Stated goal — Render everything in the data below, from the line containing "Indicate each instance of the child's hand" down to the line containing "[(147, 200), (82, 175)]", both included, as a Markdown table with the columns "Row" and "Line", numbering each line and leaving out blank ones.
— start Recorded data —
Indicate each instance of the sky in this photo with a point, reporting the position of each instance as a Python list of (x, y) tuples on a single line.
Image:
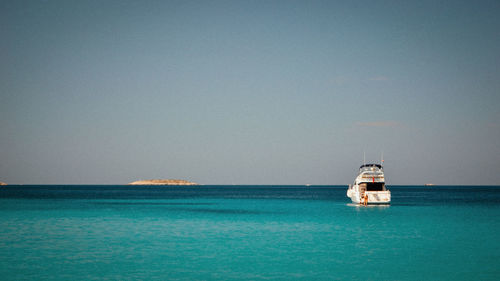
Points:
[(249, 92)]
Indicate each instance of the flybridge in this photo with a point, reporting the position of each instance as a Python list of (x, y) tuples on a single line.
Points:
[(371, 165)]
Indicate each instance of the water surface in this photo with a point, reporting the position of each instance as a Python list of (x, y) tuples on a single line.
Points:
[(247, 232)]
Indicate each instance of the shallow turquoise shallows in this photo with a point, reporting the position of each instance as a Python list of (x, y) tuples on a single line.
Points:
[(247, 233)]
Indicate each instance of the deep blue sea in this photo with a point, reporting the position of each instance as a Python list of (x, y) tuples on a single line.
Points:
[(247, 233)]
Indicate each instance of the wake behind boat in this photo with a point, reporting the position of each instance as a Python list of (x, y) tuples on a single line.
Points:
[(369, 186)]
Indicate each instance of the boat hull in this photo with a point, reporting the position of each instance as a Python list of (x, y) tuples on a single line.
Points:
[(374, 197)]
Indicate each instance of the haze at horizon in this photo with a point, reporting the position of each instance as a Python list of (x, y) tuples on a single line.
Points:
[(249, 92)]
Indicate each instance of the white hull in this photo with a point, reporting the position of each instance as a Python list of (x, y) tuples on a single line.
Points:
[(369, 186), (374, 197)]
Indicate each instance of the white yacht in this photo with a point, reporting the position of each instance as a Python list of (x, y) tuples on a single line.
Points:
[(369, 186)]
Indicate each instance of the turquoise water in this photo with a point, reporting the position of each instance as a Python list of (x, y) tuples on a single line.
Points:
[(247, 233)]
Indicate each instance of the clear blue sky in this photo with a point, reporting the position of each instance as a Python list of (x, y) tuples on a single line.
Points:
[(249, 92)]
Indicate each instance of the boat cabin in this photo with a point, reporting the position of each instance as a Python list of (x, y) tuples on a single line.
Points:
[(372, 186)]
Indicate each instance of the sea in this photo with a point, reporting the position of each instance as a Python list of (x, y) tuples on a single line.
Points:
[(123, 232)]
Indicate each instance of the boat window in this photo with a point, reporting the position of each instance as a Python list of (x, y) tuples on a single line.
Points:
[(375, 186)]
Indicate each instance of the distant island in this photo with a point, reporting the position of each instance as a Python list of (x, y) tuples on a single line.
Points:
[(163, 182)]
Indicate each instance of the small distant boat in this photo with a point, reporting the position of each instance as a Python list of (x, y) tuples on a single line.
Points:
[(369, 186)]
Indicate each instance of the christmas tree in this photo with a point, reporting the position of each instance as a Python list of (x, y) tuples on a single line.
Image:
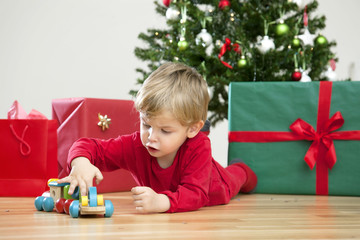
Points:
[(240, 40)]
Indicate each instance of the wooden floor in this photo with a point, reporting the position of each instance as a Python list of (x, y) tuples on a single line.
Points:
[(245, 217)]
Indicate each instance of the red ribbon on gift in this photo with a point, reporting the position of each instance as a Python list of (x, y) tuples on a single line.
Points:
[(227, 47), (322, 150)]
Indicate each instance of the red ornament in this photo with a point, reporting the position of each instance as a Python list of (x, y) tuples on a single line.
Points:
[(224, 4), (296, 76), (166, 2)]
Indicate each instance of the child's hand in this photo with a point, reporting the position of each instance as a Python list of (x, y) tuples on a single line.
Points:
[(147, 200), (82, 175)]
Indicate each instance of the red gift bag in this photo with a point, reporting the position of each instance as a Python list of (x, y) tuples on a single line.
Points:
[(95, 118), (28, 156)]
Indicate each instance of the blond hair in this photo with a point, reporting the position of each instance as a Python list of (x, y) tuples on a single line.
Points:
[(177, 88)]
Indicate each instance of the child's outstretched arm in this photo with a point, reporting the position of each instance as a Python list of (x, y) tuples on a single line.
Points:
[(82, 175), (147, 200)]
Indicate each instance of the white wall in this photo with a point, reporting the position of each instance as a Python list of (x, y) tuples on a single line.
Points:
[(84, 48)]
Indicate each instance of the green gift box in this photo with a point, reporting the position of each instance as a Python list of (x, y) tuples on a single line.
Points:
[(299, 138)]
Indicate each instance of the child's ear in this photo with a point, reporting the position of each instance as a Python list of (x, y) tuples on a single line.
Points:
[(195, 128)]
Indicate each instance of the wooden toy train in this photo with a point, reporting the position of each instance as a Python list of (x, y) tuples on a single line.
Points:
[(75, 205)]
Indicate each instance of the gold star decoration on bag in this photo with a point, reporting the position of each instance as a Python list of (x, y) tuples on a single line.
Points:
[(104, 122)]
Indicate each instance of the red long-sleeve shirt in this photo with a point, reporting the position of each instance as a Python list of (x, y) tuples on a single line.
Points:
[(194, 179)]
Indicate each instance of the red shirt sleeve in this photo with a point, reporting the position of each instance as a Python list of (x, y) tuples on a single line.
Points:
[(107, 155)]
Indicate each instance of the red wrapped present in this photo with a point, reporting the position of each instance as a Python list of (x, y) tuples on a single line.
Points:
[(96, 118)]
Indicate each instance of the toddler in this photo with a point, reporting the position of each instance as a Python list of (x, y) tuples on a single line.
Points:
[(169, 158)]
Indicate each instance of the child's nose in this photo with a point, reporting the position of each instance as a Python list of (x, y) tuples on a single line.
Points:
[(151, 135)]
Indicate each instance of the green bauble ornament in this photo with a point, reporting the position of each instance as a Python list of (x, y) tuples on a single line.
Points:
[(242, 62), (183, 45), (295, 42), (282, 29), (321, 40)]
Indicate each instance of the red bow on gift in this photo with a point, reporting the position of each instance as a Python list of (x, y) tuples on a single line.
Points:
[(228, 47), (307, 132)]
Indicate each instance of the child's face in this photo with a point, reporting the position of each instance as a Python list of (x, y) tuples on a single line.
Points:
[(162, 136)]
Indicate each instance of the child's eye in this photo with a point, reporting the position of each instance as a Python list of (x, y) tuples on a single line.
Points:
[(165, 131)]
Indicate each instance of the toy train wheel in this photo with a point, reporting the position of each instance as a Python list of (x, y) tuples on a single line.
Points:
[(38, 203), (74, 209), (84, 200), (109, 208), (48, 204), (100, 199)]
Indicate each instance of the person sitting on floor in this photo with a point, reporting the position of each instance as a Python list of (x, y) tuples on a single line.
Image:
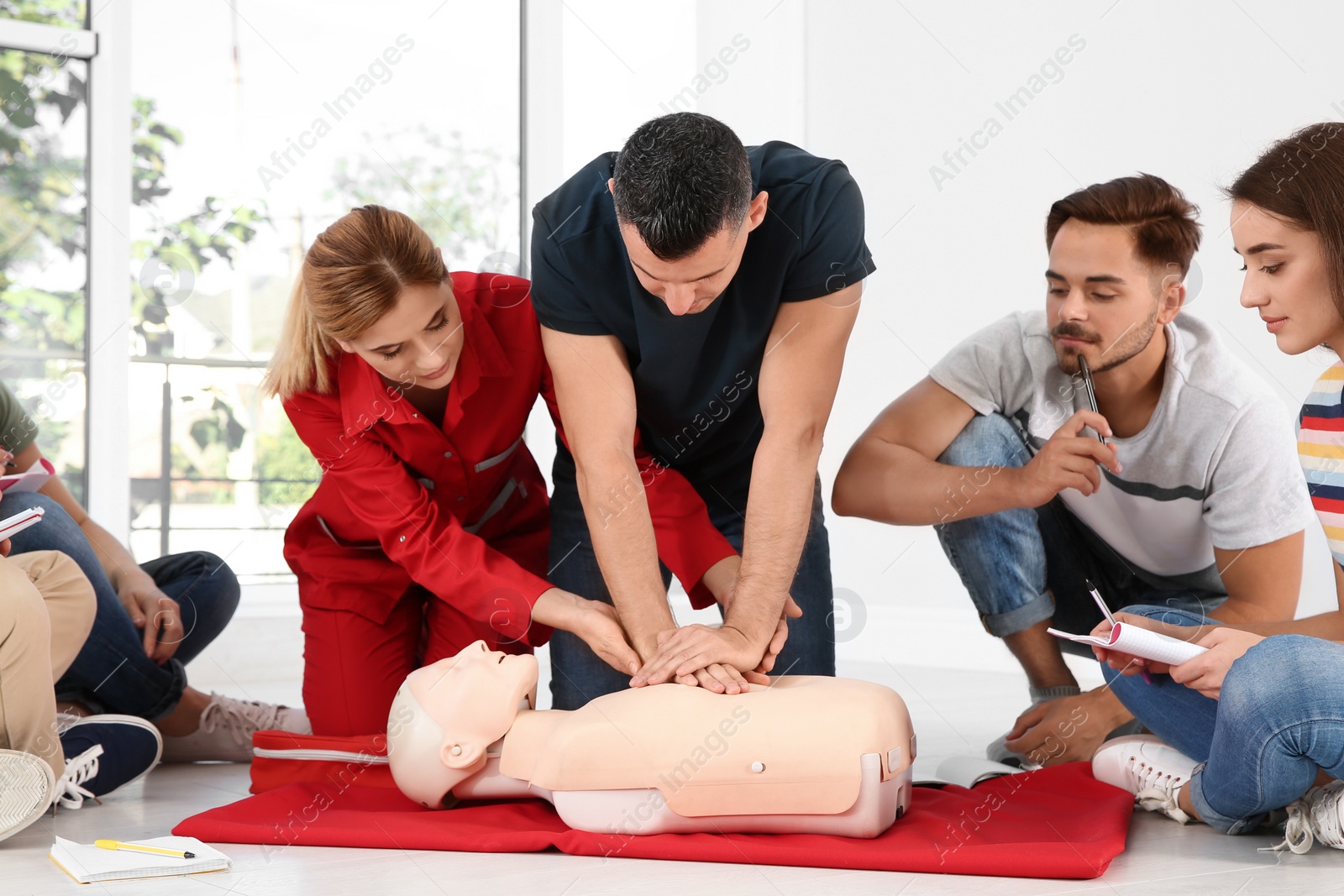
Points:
[(50, 759), (1178, 486), (154, 618), (1257, 721)]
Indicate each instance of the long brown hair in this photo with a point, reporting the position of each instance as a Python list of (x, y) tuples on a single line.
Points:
[(353, 275), (1301, 181)]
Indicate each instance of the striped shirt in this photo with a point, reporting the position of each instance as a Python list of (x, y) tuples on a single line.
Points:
[(1320, 446)]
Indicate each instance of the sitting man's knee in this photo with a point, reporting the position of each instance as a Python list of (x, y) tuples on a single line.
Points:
[(988, 441)]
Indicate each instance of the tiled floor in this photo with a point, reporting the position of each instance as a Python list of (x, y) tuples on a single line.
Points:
[(953, 712)]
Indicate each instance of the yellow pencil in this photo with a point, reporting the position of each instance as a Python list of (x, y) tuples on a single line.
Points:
[(138, 848)]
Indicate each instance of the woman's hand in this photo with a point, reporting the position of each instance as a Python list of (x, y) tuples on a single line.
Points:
[(152, 611), (1206, 672)]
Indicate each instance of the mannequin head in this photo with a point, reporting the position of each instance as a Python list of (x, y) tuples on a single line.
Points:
[(447, 715)]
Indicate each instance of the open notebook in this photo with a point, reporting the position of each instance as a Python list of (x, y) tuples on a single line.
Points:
[(30, 479), (1139, 642), (89, 864)]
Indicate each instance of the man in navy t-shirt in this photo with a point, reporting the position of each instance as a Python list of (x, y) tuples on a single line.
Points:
[(701, 293)]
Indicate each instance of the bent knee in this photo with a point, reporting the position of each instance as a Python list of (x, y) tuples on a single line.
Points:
[(988, 439)]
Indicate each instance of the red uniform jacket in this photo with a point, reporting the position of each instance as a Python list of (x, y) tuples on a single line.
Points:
[(460, 510)]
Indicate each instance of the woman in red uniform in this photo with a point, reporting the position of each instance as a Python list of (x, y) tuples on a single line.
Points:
[(429, 530)]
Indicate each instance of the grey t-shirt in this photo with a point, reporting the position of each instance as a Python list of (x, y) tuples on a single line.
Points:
[(1215, 466)]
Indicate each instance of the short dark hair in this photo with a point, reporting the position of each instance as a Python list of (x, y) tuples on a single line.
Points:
[(1160, 217), (679, 181), (1301, 179)]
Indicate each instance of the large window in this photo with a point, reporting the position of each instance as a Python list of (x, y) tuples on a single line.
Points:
[(291, 116)]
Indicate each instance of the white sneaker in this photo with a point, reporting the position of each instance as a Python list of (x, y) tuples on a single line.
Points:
[(1147, 768), (1315, 817), (26, 790), (226, 730)]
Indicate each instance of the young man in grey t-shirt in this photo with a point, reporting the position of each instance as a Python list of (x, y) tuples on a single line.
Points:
[(1194, 500)]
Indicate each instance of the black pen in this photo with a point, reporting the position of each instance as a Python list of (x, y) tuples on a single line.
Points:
[(1092, 396)]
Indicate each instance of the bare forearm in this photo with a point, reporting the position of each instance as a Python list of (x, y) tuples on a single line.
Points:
[(779, 513), (622, 539), (1328, 626), (895, 484)]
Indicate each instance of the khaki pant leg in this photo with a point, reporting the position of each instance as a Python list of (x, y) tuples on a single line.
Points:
[(27, 700), (71, 604)]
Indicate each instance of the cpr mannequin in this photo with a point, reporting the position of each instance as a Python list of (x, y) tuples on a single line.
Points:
[(808, 754)]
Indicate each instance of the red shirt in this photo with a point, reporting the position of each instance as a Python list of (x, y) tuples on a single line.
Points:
[(460, 510)]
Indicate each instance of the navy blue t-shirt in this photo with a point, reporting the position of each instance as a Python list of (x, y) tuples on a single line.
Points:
[(696, 375)]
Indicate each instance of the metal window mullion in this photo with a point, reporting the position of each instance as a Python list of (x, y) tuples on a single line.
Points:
[(108, 354), (34, 36)]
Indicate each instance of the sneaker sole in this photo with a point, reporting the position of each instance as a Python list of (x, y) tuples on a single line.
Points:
[(129, 720), (27, 786)]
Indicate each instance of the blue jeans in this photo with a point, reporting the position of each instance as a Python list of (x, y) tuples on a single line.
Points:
[(578, 674), (1023, 566), (1278, 720), (112, 672)]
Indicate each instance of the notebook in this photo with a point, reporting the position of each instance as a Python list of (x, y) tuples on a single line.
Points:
[(1139, 642), (89, 864), (30, 479)]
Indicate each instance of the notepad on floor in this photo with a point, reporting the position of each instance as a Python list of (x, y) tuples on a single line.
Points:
[(1139, 642), (89, 864)]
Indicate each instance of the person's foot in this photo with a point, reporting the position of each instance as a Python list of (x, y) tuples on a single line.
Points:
[(1315, 817), (226, 730), (102, 754), (999, 752), (1147, 768), (26, 790)]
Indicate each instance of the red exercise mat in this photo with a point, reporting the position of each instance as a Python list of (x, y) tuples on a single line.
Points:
[(1055, 822)]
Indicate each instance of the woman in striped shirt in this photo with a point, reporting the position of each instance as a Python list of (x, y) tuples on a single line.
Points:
[(1257, 723)]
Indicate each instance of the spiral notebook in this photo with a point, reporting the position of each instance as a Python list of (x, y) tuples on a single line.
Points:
[(91, 864), (1139, 642)]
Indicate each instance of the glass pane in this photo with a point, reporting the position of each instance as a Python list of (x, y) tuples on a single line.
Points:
[(64, 13), (44, 312), (286, 123)]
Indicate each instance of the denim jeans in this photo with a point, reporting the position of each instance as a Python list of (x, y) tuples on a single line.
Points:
[(112, 672), (1023, 566), (1280, 718), (578, 674)]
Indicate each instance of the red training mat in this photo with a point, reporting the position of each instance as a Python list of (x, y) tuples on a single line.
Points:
[(1054, 822)]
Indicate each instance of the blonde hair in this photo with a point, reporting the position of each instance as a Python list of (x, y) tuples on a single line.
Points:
[(353, 275)]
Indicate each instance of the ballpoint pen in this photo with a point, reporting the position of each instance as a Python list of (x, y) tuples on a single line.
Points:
[(1105, 610), (138, 848), (1092, 396)]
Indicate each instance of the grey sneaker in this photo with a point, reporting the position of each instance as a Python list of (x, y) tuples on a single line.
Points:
[(998, 752), (27, 788), (226, 730)]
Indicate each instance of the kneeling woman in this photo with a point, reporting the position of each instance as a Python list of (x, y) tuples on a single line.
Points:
[(1256, 721), (430, 527)]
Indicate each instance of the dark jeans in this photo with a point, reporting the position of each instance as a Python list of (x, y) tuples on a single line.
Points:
[(112, 672), (578, 674), (1023, 566)]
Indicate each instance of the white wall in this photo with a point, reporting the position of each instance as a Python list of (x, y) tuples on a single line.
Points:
— end Recorded data —
Written response —
| Row | Line |
|---|---|
| 1 | Indicate each instance of the child's hand in this photo with a point, reporting the position of each instance as a Python list of (x, y) tuples on a single line. |
| 2 | Points: |
| 3 | [(147, 200), (82, 175)] |